→ **TEXT PASSAGE**

━━━━━━━━━━━━━━━━━━━━━━━━━━━━━━

# Connecting to a USB HD on My Router



## jkettler (Feb 10, 2016)

How do you configure a Bolt so that it can see a HD connected to a Netgear Nighthawk R8000 router. I thought there was a way to add a server but I can't find it.

Thanks,

Jeff


----------



## JoeKustra (Dec 7, 2012)

jkettler said:


> How do you configure a Bolt so that it can see a HD connected to a Netgear Nighthawk R8000 router. I thought there was a way to add a server but I can't find it.
> 
> Thanks,
> 
> Jeff


I have never used it on the R8000, but it worked on my R7500 which supported eSATA. Here are the steps:
Advanced
USB Functions
ReadyShare Storage
Media Storage
Enable DNLA
Enable TiVo

I found it not worth the effort, so I never tried it on my R8000. BTW, I love my R8000. It feeds one Roamio and two Mini boxes quite well (wireless). I added 3TB to my other Roamio and that works MUCH better.


----------



## jkettler (Feb 10, 2016)

JoeKustra said:


> I have never used it on the R8000, but it worked on my R7500 which supported eSATA. Here are the steps:
> Advanced
> USB Functions
> ReadyShare Storage
> ...


Thanks but I'm actually talking about on the other end. All of that is set up on my router, but I can't figure out what I need to do on my Bolt so it sees the hard drive on the router.


----------



## JoeKustra (Dec 7, 2012)

jkettler said:


> Thanks but I'm actually talking about on the other end. All of that is set up on my router, but I can't figure out what I need to do on my Bolt so it sees the hard drive on the router.

━━━━━━━━━━━━━━━━━━━━━━━━━━━━━━

→ **SET PROBLEM 1**
Locate every line of the rows that contains the string "wall", and copy each such line. Matching is case-sensitive.
The forum thread and the rows are unrelated to each other.

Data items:
━━━━━━━━━━━━━━━━━━━━━━━━━━━━━━

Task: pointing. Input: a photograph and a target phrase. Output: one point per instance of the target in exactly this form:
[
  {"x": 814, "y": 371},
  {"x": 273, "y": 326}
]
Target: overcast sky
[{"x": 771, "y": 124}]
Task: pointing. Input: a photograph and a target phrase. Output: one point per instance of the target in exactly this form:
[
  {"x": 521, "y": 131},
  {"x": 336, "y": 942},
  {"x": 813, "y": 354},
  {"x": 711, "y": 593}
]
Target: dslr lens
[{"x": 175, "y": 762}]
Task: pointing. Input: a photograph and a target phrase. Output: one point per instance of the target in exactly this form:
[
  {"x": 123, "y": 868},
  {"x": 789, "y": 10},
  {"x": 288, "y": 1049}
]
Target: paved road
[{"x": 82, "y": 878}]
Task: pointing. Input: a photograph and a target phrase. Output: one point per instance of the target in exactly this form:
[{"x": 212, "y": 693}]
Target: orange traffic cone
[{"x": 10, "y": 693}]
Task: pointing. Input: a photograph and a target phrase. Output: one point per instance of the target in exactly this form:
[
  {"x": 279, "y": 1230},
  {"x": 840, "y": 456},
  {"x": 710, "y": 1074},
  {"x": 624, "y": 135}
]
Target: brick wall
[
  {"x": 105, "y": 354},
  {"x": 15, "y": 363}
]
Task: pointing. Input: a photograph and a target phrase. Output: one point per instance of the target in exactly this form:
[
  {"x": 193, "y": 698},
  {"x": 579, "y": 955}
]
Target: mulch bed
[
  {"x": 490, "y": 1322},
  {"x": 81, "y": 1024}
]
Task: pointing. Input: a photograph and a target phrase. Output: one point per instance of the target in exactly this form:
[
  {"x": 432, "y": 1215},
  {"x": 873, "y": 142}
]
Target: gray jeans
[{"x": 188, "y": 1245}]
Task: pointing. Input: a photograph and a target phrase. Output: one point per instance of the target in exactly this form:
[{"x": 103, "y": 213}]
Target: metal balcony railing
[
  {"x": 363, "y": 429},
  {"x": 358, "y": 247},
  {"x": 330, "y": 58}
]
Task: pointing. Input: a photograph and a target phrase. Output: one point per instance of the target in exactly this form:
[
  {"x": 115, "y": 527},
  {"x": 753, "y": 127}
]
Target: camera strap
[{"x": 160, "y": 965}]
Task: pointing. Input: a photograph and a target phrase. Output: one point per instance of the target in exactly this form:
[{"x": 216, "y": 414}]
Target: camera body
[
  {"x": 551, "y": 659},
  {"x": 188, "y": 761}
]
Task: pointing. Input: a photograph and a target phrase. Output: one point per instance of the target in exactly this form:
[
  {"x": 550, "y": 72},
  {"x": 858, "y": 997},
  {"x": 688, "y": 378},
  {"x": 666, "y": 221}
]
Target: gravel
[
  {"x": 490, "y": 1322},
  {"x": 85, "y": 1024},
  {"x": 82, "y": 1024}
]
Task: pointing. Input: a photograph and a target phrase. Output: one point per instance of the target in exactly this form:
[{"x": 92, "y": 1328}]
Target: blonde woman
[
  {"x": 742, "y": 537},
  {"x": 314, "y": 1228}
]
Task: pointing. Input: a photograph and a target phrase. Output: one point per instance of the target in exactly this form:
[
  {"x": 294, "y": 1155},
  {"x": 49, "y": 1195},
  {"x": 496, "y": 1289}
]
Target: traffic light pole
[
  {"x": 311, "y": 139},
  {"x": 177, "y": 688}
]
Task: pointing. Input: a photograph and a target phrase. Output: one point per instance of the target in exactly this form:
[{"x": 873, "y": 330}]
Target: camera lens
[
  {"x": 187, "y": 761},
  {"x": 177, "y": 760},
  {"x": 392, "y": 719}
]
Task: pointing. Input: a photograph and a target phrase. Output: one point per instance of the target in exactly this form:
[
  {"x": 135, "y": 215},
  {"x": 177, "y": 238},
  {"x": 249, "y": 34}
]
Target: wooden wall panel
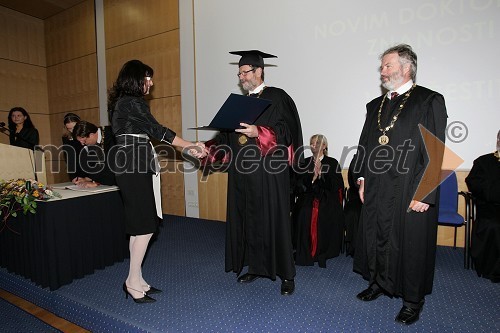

━━━━━━━━━━━━━━━━━━━━━━━━━━━━━━

→ **SET PROBLEM 2**
Write the next part of the forum thread about making a Bolt see a hard drive attached to a router, starting after its final quoted message.

→ **EXERCISE RESPONSE 1**
Target: brick wall
Target: wooden wall panel

→ **EXERCISE RESPONSE 2**
Perhaps, like 99% of everything, reboot the Bolt, then reboot the router. There should be a display showing the router in the My Shows Display since you have also enabled music and photos.

update: well, to be honest, I did say I tried it on my R7500 and it worked. I've never tried the R8000. It might be screwed up.


----------



## jkettler (Feb 10, 2016)

No luck so far. I rebooted both of them and still can't get it to show up.


----------



## Javelin3o4 (Apr 22, 2003)

Did you enable the network share in the router?

Check page 69

http://www.downloads.netgear.com/files/GDC/R8000/R8000_UM_8Jul14.pdf


----------



## JoeKustra (Dec 7, 2012)

Just checked again. Put 64GB USB memory with .mpg and .TiVo programs on the card. I had to reset my Roamio. I then got Video on R8000 under My Shows. Since the TiVo treats the device as read only, it has limited usefulness for me.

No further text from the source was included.